(Extracted text begins)
State budget decimates Staten Island mental health program

From the Staten Island Advance:

Island’s Pouch Center loses 800G-plus in funding as state budgeteers fail to provide
Thursday, April 02, 2009

By JUDY L. RANDALL
STATEN ISLAND ADVANCE

STATEN ISLAND, N.Y. — The state budget has decimated one of Staten Island’s oldest mental health programs, pulling more than $800,000 in funding and effectively ending treatment services as of July 1 to some 1,000 disabled children and their families, who are among the borough’s most economically disadvantaged.

The Elizabeth W. Pouch Center for Special People, one of three divisions of the Staten Island Mental Health Society in West Brighton, will lose $784,000 from the New York State Office of Mental Retardation and Developmental Disabilities (OMRDD), said Dr. Kenneth Popler.

Dr. Popler, executive director of the Mental Health Society, said yesterday he learned of the devastating state budget cuts after getting a call from the New York City Department of Health and Mental Hygiene telling him they were forced to pull their additional $73,000 which they send to Pouch through OMRDD because OMRDD, faced with having to make deep cuts in its budget, was suspending funding.

This, Dr. Popler told the Advance, after OMRDD repeatedly had told him, “Don’t worry, Ken,” when he sought assurances from the state that they weren’t about to pull the plug on the 35-year-old center. As a result, Dr. Popler said he had held off making personal pleas to the borough’s state lawmakers to retain funding. Now, he added, OMRDD isn’t returning his calls.

“Our patients will have nowhere to go,” said Dr. Popler. “They truly will have nowhere to go. … Pouch Center will close, except for a skeleton staff,” with just three or four of 25 employees remaining.
(Extracted text ends)
(Extracted information begins)
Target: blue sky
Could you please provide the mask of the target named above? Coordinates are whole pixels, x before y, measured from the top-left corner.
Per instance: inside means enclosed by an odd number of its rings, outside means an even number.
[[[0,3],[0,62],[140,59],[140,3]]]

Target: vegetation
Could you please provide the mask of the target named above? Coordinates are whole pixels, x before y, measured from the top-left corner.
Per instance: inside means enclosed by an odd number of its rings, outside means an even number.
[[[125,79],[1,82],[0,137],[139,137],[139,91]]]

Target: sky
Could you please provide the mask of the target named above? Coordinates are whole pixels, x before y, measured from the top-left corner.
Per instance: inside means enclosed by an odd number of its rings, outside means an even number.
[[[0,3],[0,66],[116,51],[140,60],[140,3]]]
(Extracted information ends)
(Extracted information begins)
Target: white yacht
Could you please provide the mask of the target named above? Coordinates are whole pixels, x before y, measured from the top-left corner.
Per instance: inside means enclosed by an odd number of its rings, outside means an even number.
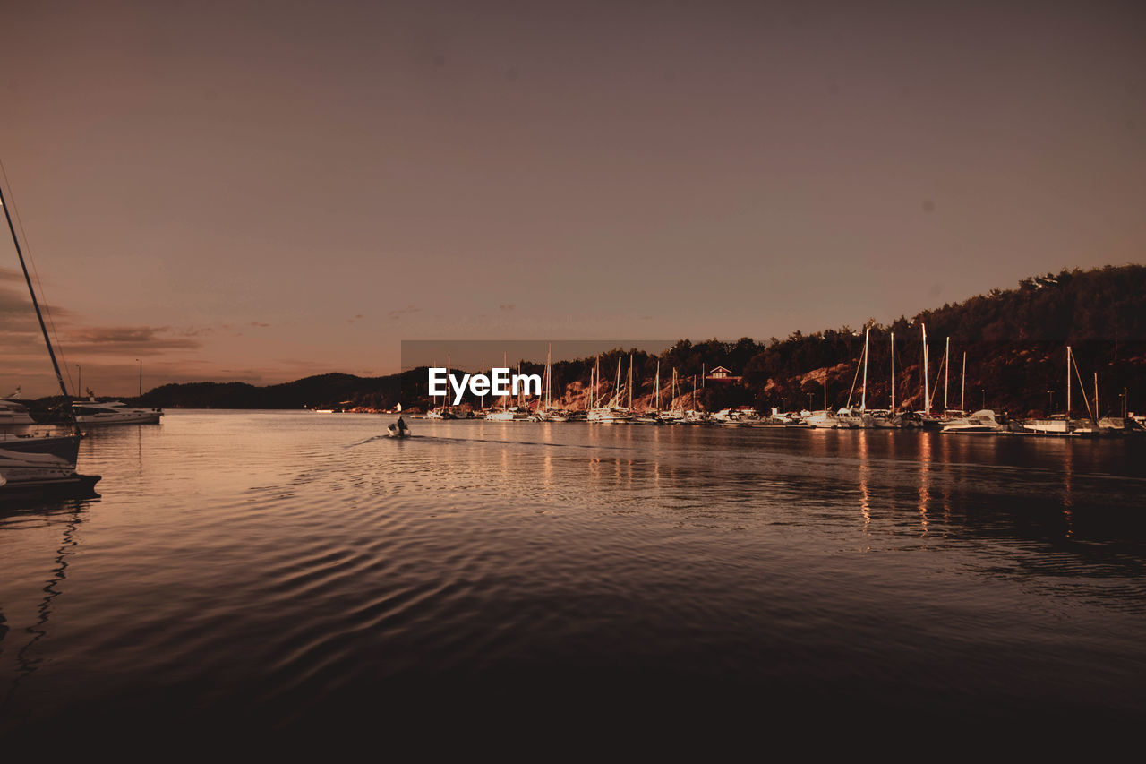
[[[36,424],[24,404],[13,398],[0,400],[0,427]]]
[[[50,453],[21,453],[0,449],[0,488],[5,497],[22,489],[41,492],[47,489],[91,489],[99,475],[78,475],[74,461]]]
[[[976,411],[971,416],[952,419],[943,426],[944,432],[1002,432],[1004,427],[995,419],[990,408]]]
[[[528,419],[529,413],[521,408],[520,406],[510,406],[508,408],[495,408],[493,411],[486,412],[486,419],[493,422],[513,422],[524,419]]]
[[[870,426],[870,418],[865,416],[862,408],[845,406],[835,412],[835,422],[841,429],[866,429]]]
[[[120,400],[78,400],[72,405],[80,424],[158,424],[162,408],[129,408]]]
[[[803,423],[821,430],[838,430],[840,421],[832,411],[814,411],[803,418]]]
(Extracted information ends)
- Activity 1
According to the Staten Island budget article, how much money will the Pouch Center lose from OMRDD?
- Activity 2
Extend the article about the Staten Island budget cuts, picking up after its final sentence.
The material after the Staten Island budget article was taken from a separate source.

- Expected answer 1
$784,000.

- Expected answer 2
Dr. Popler said Pouch annually treats upwards of 1,000 Staten Islanders of all ages, although the center works primarily with children. He said the state wants Pouch to treat only Medicaid families, who account for just 10 percent of their clientele.

“We work with people who come in off the street,” said Dr. Popler. “There is no HHC facility here. … There is really no other place for the general population to go that will serve them.”

Dr. Popler said patients have one or a combination of developmental disabilities, including mental retardation, cerebral palsy, autism and epilepsy, with some requiring prescription medications.

Pat Miller of Great Kills, a 1994 Advance Woman of Achievement, said her Down syndrome daughter has been a patient at Pouch for the last few years.

“It is shameful,” said Mrs. Miller said of the cuts. “They serve so many. It will be a great loss. Where will they get the help they need? My phone has been ringing off the hook about it.”

Meanwhile, Assemblyman Lou Tobacco (R-South Shore) called Pouch a “critical component” and said he has been in touch with the commissioner of OMRDD to “discuss possible restoration of funding.”

Assemblyman Michael Cusick (D-Mid-Island) also seemed to offer a glimmer of hope, saying, “Once the budget is signed by the governor, it will allow us to focus on particular situations such as this.”